DATA FOR THIS TASK:
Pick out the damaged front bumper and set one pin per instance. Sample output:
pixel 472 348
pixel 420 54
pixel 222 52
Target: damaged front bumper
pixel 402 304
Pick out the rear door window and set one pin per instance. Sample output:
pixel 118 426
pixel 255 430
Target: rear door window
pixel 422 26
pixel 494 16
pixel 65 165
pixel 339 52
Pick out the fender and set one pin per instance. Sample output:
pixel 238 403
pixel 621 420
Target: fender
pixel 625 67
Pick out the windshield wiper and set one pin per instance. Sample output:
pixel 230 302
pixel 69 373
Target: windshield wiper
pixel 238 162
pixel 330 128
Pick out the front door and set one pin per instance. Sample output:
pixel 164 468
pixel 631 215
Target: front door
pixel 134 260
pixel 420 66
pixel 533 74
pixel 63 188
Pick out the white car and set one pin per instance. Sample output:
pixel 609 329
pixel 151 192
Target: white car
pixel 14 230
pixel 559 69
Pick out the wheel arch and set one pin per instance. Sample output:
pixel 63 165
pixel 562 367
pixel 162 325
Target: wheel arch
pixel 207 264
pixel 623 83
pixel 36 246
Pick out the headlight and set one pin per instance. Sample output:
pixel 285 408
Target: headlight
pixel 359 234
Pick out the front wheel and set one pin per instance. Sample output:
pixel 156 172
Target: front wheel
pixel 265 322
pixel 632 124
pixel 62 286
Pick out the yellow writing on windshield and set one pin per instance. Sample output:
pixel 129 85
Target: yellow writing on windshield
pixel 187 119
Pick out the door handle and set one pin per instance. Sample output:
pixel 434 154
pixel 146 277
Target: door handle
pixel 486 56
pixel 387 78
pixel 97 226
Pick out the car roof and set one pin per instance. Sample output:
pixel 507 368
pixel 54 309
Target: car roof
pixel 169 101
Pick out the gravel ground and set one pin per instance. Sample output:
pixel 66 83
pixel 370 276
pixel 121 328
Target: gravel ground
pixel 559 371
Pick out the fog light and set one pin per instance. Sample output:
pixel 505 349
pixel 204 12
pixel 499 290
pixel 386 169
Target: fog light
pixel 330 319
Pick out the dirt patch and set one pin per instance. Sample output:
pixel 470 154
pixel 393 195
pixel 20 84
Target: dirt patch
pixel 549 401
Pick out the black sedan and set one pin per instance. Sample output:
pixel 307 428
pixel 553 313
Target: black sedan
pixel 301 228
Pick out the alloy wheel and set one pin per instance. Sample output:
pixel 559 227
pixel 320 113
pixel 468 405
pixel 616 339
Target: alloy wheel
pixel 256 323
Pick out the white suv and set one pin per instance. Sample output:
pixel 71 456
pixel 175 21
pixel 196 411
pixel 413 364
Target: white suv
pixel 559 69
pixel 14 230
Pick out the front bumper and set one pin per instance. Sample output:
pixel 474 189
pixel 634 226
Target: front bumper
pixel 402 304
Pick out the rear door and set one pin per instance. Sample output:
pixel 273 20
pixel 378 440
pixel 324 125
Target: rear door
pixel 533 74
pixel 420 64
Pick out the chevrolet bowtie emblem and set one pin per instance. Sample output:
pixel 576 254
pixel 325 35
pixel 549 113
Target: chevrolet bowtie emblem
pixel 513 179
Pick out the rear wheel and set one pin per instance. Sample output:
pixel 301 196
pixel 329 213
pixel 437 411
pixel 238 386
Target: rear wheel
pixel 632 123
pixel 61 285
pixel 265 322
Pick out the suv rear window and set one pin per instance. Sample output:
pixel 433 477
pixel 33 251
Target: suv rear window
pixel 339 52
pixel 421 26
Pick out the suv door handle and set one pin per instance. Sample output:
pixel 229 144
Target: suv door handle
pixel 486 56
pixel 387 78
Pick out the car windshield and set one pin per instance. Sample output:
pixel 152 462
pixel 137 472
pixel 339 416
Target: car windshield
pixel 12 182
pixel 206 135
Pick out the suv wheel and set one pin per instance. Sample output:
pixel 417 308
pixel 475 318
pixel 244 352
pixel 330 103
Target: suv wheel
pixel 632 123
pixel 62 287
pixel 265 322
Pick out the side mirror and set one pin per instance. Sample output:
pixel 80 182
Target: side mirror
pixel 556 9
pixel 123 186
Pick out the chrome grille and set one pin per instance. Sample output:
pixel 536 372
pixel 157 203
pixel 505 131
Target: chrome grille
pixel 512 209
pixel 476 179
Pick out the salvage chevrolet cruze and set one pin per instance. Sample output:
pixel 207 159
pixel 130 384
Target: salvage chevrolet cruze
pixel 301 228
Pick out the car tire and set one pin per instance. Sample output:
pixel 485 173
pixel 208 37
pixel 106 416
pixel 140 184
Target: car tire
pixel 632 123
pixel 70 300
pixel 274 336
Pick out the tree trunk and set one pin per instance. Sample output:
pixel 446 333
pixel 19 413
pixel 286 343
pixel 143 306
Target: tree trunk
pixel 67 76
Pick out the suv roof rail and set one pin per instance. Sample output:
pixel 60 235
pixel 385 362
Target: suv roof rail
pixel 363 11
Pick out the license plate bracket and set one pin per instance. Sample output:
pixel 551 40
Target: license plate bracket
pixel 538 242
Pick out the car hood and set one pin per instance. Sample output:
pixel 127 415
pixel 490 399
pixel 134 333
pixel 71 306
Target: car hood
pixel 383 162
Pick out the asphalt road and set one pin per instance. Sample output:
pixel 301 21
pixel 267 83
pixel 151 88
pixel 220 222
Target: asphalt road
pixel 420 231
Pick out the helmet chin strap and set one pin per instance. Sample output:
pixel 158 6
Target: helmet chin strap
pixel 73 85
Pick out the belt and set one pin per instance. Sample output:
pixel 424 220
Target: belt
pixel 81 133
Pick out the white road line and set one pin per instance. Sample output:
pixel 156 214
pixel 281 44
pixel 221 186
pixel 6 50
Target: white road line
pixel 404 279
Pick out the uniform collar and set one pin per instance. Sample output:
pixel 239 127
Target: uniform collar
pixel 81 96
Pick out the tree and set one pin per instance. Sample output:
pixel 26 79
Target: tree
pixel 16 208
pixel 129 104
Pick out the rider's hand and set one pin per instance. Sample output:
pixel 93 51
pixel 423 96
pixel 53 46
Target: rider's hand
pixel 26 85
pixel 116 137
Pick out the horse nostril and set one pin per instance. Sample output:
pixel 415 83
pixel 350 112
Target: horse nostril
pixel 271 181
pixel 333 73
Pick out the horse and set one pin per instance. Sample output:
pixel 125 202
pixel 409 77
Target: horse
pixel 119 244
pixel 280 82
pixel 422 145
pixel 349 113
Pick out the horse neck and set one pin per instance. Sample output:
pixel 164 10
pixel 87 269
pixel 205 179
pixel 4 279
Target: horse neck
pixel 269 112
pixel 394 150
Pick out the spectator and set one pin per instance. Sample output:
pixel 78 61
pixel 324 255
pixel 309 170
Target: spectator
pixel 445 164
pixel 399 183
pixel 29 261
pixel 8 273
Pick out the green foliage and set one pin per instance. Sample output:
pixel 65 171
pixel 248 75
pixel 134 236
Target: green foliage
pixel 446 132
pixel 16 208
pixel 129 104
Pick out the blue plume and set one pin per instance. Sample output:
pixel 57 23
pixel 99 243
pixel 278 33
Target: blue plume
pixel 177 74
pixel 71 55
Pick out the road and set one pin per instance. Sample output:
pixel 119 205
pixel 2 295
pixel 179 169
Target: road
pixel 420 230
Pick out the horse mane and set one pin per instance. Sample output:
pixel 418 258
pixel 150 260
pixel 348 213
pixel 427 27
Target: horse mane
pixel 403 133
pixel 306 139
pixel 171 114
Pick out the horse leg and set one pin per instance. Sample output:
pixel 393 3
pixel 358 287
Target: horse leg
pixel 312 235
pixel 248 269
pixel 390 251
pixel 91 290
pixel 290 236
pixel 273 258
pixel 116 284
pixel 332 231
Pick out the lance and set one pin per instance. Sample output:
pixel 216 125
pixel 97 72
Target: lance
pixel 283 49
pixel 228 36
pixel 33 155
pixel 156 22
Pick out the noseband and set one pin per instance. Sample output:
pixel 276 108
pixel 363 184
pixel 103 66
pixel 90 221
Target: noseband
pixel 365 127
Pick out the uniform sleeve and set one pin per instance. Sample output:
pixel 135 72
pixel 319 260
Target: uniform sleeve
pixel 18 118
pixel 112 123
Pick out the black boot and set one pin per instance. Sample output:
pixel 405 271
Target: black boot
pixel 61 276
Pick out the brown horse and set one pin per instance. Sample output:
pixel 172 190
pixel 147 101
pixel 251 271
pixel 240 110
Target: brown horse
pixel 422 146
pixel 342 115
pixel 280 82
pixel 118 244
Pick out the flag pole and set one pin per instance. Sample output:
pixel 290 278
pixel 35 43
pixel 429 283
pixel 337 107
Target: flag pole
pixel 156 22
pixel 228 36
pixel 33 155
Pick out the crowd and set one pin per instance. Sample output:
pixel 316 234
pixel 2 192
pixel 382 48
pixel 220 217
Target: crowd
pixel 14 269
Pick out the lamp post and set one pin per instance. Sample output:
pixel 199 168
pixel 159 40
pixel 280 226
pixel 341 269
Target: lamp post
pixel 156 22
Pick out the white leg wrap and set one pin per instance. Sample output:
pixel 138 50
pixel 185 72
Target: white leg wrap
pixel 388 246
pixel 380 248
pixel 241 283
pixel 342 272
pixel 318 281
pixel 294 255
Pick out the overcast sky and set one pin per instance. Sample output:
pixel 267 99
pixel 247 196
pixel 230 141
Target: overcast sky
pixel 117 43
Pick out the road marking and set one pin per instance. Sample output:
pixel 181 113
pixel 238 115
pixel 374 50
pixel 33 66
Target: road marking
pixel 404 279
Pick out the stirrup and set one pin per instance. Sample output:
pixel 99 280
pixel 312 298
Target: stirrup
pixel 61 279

DO THIS: From the line holding "Pick out the noseband" down to the final line above, quote every line exactly and only those lines.

EXPECTED ANSWER:
Pick out the noseband and set one pin per instance. Sample output:
pixel 276 108
pixel 363 184
pixel 103 66
pixel 90 221
Target: noseband
pixel 365 127
Pick out the uniform sleeve and set one pin per instance. Sample output:
pixel 135 72
pixel 319 260
Target: uniform sleeve
pixel 18 118
pixel 112 123
Pick out the black boot and set one pin per instance. Sample output:
pixel 405 271
Target: black boot
pixel 61 276
Pick out the brown horse and set one pin per instance. Sample output:
pixel 172 190
pixel 147 101
pixel 251 271
pixel 240 110
Target: brown horse
pixel 422 146
pixel 342 115
pixel 280 82
pixel 118 244
Pick out the flag pole and set one pin per instance. Sample output:
pixel 290 278
pixel 35 43
pixel 429 283
pixel 337 107
Target: flag pole
pixel 156 22
pixel 228 36
pixel 33 155
Pick out the crowd and set one pin per instance. Sample output:
pixel 316 234
pixel 2 192
pixel 382 48
pixel 220 217
Target: crowd
pixel 14 269
Pick out the lamp post and set one pin per instance. Sample output:
pixel 199 168
pixel 159 40
pixel 280 226
pixel 341 269
Target: lamp post
pixel 156 22
Pick out the white leg wrap and set one pin per instance. Sample output:
pixel 138 50
pixel 185 72
Target: white leg wrap
pixel 388 246
pixel 380 248
pixel 241 283
pixel 342 272
pixel 318 281
pixel 294 255
Pick out the overcast sky and set one pin per instance. Sample output:
pixel 267 99
pixel 247 196
pixel 230 141
Target: overcast sky
pixel 117 43
Pick out the road marking and set one pin per instance. Sample output:
pixel 181 113
pixel 238 115
pixel 374 50
pixel 33 66
Target: road marking
pixel 404 279
Pick out the stirrup and set one pin per instance. Sample output:
pixel 99 280
pixel 312 298
Target: stirrup
pixel 61 279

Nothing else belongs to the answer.